- _FONTE_
▼

“Dignidade menstrual é direito garantido: absorventes gratuitos para pessoas de baixa renda salvam vidas e rompem barreiras.” Com essa premissa, a Lei 14.214/2021 estabelece que pessoas que menstruam em situação de vulnerabilidade social possam receber absorventes sem custo como parte de políticas públicas de saúde e direitos humanos. A nova norma reconhece que a pobreza menstrual — a falta de acesso a produtos básicos de higiene no período menstrual — é uma grave desigualdade que afeta a educação, a saúde e a participação social de milhões de brasileiras.
Neste artigo, vamos destrinchar o que a lei determina, quem são seus beneficiários, como acessar o benefício, os avanços e desafios — e por que essa medida é uma resposta concreta e simbólica à desigualdade de gênero.

1. Contexto: pobreza menstrual como problema social
- Definição: pobreza menstrual (ou precariedade menstrual) refere-se à impossibilidade de acesso a produtos de higiene menstrual — como absorventes descartáveis, água, sabão ou instalações sanitárias adequadas — durante o ciclo menstrual.
- Impactos: esse problema gera absenteísmo escolar e laboral (uma em cada 4 meninas já falta à escola no Brasil durante o período menstrual) ; acometimento da saúde íntima, uso de materiais improvisados com risco de infecções, estigmas sociais e sensação de vergonha ou exclusão.

▲

- _O QUE FAZER_
Cite literalmente, do texto sobre a Lei 14.214/2021, o trecho que se inicia com as palavras que contêm "- Impactos: esse" e se encerra com "vergonha ou exclusão.".

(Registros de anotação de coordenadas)
▼

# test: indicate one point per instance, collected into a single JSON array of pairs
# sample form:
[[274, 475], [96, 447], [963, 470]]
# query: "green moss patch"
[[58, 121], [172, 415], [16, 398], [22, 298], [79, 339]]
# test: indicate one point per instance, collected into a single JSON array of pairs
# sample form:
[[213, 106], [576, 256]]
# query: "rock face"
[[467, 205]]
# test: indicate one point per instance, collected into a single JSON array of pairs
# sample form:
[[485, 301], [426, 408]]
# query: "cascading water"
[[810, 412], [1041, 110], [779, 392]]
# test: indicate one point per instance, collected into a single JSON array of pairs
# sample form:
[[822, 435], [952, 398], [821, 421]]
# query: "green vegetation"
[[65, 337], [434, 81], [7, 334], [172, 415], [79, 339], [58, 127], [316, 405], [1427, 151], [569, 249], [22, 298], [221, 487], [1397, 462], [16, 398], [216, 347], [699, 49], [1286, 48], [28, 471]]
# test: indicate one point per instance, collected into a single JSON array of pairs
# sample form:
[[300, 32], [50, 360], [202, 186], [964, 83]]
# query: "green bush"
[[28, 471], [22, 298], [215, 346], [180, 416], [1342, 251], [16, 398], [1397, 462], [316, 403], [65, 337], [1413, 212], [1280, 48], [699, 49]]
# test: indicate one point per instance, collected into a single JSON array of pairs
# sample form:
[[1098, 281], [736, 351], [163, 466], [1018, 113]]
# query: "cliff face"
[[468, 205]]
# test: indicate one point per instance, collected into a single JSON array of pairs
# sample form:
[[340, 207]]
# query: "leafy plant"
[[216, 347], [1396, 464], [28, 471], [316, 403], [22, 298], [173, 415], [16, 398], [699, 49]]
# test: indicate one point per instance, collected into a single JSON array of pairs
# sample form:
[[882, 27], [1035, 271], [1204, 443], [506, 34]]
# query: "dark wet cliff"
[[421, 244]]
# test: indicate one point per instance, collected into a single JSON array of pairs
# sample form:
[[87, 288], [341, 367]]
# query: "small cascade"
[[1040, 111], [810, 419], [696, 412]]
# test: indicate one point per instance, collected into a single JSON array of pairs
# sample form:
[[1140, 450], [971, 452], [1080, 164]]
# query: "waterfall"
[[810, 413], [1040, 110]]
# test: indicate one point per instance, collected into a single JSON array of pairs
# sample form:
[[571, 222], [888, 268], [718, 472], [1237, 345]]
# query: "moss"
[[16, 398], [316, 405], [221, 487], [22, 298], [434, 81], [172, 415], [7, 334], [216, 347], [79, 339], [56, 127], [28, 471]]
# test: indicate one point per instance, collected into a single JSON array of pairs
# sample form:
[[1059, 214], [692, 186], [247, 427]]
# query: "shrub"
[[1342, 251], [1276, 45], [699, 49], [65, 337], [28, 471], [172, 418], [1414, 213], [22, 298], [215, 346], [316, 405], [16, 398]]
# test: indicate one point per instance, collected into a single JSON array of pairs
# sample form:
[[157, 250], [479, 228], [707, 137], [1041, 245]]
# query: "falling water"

▲

- _RESPOSTA AO EXERCÍCIO_
- Impactos: esse problema gera absenteísmo escolar e laboral (uma em cada 4 meninas já falta à escola no Brasil durante o período menstrual) ; acometimento da saúde íntima, uso de materiais improvisados com risco de infecções, estigmas sociais e sensação de vergonha ou exclusão.